**Task goal:** Every entry below should be restated word for word, except for its images.

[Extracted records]
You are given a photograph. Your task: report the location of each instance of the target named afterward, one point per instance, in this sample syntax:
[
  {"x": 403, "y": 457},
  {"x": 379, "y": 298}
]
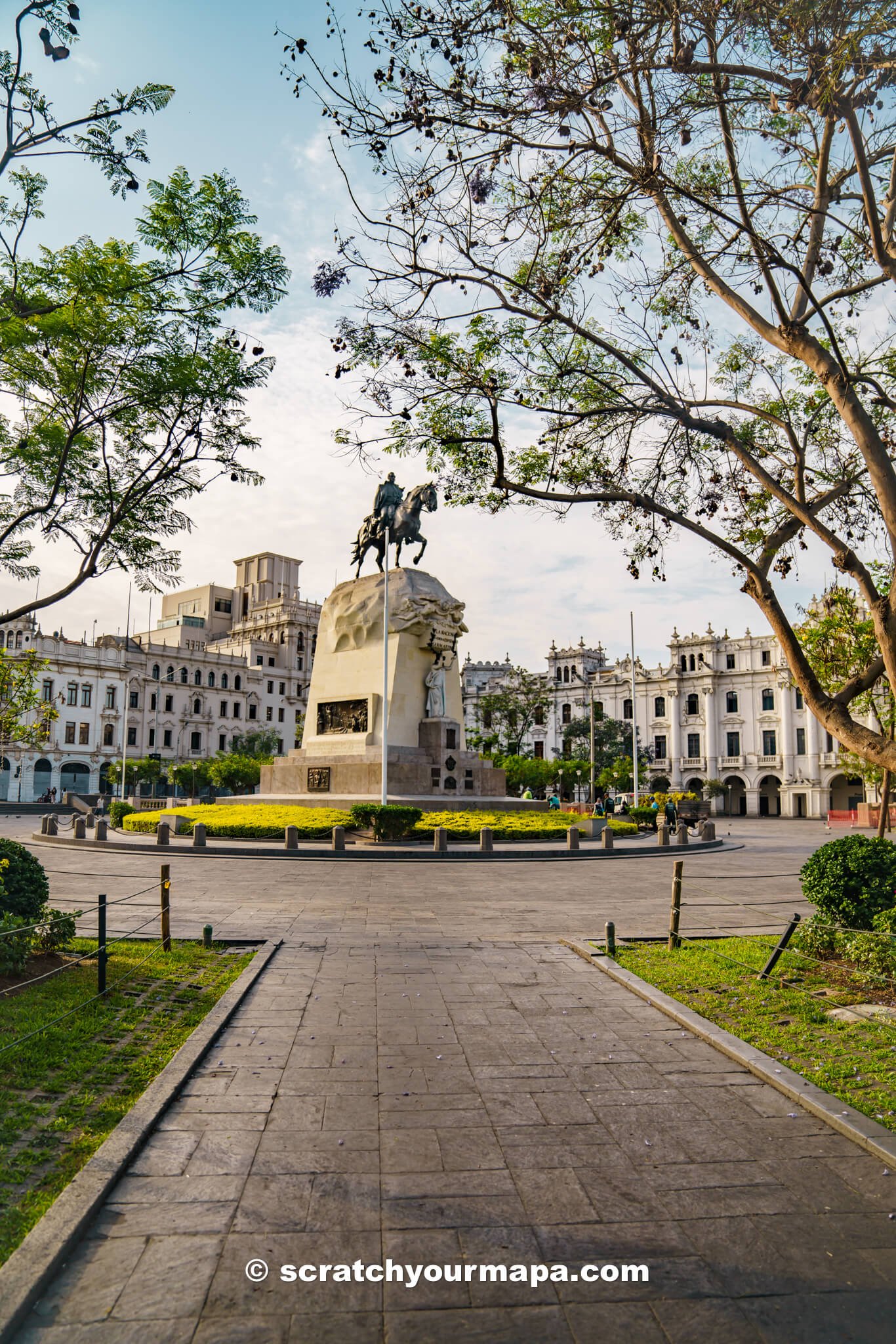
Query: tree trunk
[{"x": 883, "y": 822}]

**Response to this exercise:**
You are given a photograph. Your task: report the location of each instance of the target named afterward, one point per instance, in this sample syntax:
[
  {"x": 403, "y": 457},
  {"x": 379, "y": 298}
]
Query: tree trunk
[{"x": 883, "y": 822}]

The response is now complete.